*Travail à faire*.
1: Condensez sous forme de liste le paragraphe de l'article sur l'ischémie aiguë du nourrisson qui débute par « L'ischémie aiguë non traumatique du membre inférieur du nourrisson », sans perdre ses faits essentiels.
2: Poursuivez l'article sur l'ischémie aiguë du nourrisson à partir de la dernière phrase de son résumé.

*Texte d'étude*.

○ ○ ○ ○ ○ ○ ○

Home | Volume 21 | Article number 171

Original article

Ischémie aiguë non traumatique du membre inférieur chez un nourrisson de 1 an: cas clinique et revue de la littérature

Ischémie aiguë non traumatique du membre inférieur chez un nourrisson de 1 an: cas clinique et revue de la littérature

 

Rachid Zaghloul1,&, Comlan Mawuko Blitti1, Hamed Jiber1, Abdellatif Bouarhroum1

 

1Service de Chirurgie Vasculaire, CHU Hassan II Fès, Maroc

 

 

&Auteur correspondant
Rachid Zaghloul, Service de Chirurgie Vasculaire, CHU Hassan II Fès, Maroc

 

 

Résumé

L'ischémie aiguë non traumatique du membre inférieur du nourrisson est une affection rare mais aux conséquences graves. Les étiologies sont multiples, mais il existe des cas idiopathiques. Nous rapportons un cas d'ischémie aiguë idiopathique d'un nourrisson traité médicalement. Malgré le retard de consultation, l'évolution a été spectaculaire avec une régression complète des signes en trois jours.

○ ○ ○ ○ ○ ○ ○

(Éléments d'un jeu de données)
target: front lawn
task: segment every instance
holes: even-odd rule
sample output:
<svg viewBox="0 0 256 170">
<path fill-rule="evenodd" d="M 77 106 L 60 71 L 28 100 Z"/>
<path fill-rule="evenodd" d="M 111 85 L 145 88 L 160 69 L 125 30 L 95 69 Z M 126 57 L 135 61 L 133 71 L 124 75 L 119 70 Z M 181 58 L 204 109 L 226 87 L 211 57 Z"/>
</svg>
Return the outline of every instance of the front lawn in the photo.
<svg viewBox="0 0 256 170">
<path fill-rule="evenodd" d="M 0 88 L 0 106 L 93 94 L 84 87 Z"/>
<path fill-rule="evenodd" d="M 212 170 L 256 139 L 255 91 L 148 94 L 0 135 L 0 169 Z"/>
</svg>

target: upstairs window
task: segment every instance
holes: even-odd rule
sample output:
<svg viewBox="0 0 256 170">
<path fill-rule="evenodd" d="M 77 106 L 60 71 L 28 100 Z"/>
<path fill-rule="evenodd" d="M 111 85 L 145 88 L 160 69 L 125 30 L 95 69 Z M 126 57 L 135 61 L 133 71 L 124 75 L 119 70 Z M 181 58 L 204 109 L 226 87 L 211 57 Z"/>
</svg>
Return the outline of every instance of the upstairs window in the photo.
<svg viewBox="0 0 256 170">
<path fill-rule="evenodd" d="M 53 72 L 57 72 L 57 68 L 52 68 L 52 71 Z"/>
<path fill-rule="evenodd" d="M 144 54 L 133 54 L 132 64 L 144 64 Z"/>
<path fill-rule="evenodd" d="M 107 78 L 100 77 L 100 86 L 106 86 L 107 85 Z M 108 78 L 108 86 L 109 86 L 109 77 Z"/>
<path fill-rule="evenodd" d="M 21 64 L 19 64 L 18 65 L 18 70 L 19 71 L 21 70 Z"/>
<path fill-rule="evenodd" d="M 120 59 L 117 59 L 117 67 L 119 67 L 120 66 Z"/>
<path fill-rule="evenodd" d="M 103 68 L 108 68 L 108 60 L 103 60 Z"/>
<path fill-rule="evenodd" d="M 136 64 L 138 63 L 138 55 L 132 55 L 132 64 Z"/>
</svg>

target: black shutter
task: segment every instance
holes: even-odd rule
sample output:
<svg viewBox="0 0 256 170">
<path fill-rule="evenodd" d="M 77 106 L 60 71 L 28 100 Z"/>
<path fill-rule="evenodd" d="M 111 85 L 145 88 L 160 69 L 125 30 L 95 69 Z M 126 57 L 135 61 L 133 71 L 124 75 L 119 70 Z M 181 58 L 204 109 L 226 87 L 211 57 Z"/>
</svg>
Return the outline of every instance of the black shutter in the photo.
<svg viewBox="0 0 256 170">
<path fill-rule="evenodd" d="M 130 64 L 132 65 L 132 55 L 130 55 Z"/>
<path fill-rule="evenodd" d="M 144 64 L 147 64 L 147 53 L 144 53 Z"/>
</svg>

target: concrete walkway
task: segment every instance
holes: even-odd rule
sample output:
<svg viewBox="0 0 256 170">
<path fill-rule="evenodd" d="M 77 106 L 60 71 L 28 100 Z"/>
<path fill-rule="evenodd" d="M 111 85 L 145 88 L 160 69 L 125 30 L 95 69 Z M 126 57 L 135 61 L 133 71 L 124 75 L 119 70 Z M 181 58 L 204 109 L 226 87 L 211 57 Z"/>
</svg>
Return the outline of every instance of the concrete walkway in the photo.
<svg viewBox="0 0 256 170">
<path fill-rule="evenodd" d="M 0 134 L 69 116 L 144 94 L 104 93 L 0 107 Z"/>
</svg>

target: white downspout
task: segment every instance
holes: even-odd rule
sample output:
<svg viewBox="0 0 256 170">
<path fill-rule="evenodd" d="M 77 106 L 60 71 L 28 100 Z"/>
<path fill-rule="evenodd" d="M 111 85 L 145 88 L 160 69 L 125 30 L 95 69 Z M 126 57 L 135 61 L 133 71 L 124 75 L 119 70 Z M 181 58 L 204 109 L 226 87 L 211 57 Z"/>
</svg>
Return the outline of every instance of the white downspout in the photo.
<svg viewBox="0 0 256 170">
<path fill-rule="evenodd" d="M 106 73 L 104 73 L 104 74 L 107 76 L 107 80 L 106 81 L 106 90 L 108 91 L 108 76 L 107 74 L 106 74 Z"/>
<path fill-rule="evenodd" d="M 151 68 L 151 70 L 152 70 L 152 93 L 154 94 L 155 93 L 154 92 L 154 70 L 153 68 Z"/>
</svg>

○ ○ ○ ○ ○ ○ ○

*Résultats par consigne*.
1:
- Affection rare, mais aux conséquences graves.
- Étiologies multiples, avec l'existence de cas idiopathiques.
- Cas rapporté : ischémie aiguë idiopathique chez un nourrisson, traitée médicalement.
- Évolution spectaculaire malgré le retard de consultation, avec une régression complète des signes en trois jours.

2:
 

 

Introduction

L'ischémie aiguë du nourrisson est rare mais grave par ses répercussions fonctionnelles et vitales. Il s'agit d'un drame qui engage une course contre la montre; tous les moyens doivent être mis en jeu pour préserver le pronostic fonctionnel du membre. L'étiologie est dominée par les traumatismes artériels liés aux cathétérismes [1]. Les ischémies non traumatiques du membre constituent une entité exceptionnelle. Peu d'études rapportent les ischémies aiguës non traumatique chez les nourrissons [1,2]. Nous rapportons un cas d'ischémie aigue non traumatique d'un nourrisson et discutons des aspects diagnostique, thérapeutique et évolutif par une revue de la littérature.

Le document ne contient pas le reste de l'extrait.